Exercise ->
Copy the listing below word for word, keeping every line and character unchanged.

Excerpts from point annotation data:
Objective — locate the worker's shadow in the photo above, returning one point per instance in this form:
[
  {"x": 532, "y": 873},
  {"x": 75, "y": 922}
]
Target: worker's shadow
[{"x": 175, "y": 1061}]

Result ->
Objective — locate the worker's shadow in the photo above, returning one point per instance in this form:
[
  {"x": 532, "y": 873},
  {"x": 75, "y": 922}
]
Target: worker's shadow
[{"x": 175, "y": 1061}]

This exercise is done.